READING TEXT:
= = = =
With falling prices, the Silk Road trial and various miners going bankrupt, it would be hard to say that so far 2015 has been a banner year for bitcoin. Then again, it seems that the digital currency’s fortunes are improving, as corporate America is beginning to take a closer look.
Big bets on the blockchain-ledger technology behind bitcoin are emerging, premised on the idea that it one day might disrupt how sensitive data of all kinds is moved.
"The price of handling bits [of data] has come down by a factor of 10,000 fold over the last generation; it’s high time that the costs of payments processing fall by a factor of even two,” says former U.S. Treasury Secretary Lawrence H. Summers, according to The Wall Street Journal. “Bitcoin offers the prospect of necessary and important disruption in finance for the benefit of buyers and sellers rather than financiers and middlemen."
= = = =
[Dataset records]

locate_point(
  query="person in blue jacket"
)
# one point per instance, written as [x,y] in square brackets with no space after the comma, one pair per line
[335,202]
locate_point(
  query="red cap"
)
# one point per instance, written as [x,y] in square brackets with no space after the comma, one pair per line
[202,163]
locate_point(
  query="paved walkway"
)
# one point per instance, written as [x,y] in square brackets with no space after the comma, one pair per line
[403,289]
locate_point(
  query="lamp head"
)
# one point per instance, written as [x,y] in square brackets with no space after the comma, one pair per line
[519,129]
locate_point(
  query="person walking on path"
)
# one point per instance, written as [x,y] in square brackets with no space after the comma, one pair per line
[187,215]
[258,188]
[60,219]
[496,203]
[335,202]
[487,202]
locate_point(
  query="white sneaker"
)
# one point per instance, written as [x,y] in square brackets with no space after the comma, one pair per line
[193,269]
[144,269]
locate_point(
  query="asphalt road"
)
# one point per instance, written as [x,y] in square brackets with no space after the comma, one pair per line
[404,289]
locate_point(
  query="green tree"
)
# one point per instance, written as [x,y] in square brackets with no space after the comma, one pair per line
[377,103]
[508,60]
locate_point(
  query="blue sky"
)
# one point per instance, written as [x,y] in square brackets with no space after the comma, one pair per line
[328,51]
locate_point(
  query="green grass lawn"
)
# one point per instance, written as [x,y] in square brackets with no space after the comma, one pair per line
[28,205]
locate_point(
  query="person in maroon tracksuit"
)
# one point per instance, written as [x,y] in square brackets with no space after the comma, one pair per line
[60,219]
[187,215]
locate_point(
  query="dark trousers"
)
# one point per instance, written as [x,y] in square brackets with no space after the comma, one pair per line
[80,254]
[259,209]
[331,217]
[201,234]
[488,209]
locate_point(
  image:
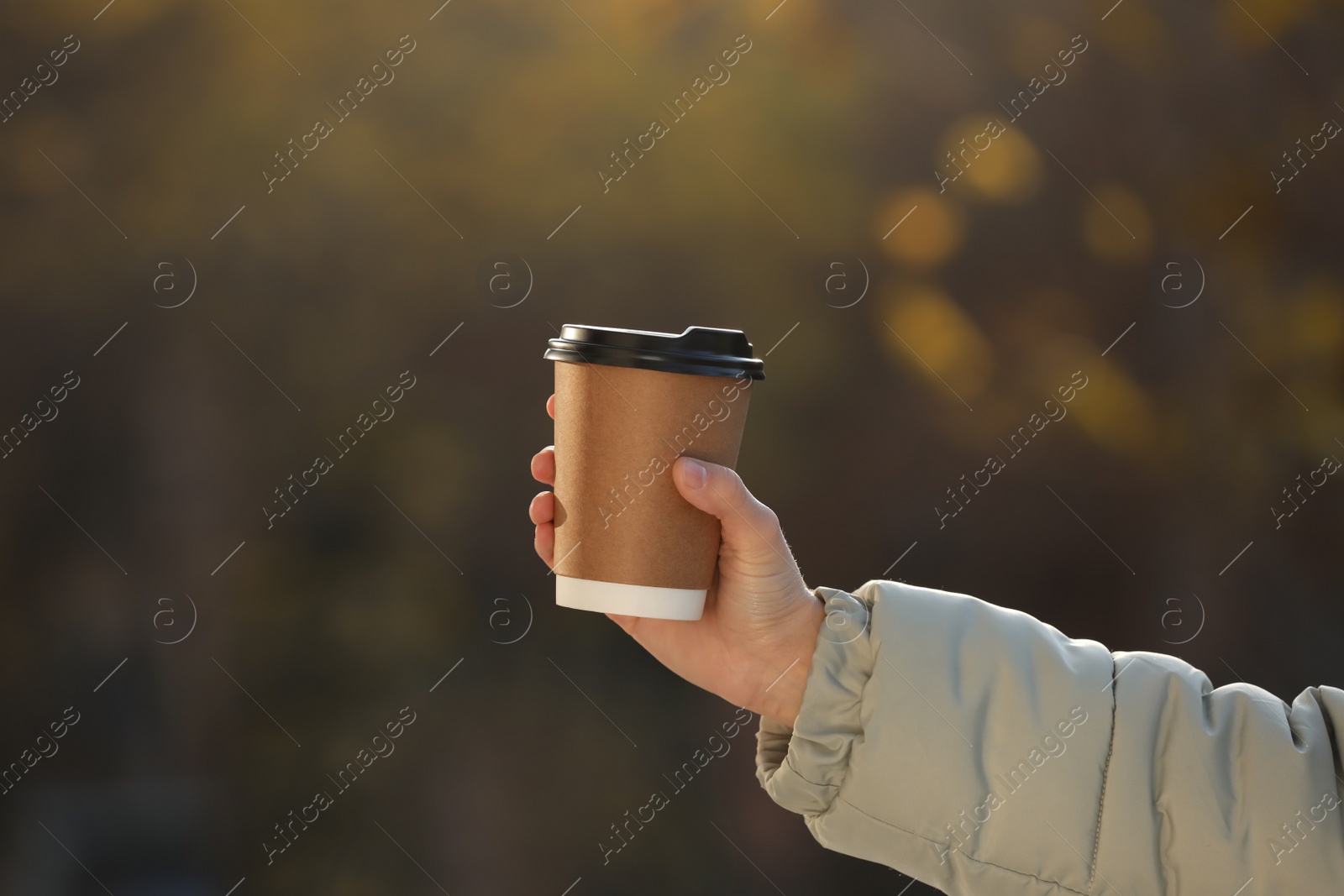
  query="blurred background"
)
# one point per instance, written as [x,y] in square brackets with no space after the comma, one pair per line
= = = =
PROBLEMS TO SOLVE:
**a)** According to the bitcoin article, by what factor has the price of handling bits of data come down over the last generation?
**b)** Collect every line of the rows that contains the string "blue", treating uppercase and lowercase as different.

THE RESULTS:
**a)** It has come down by a factor of 10,000 fold.

**b)**
  query="person in blue jacket"
  query="blue sky"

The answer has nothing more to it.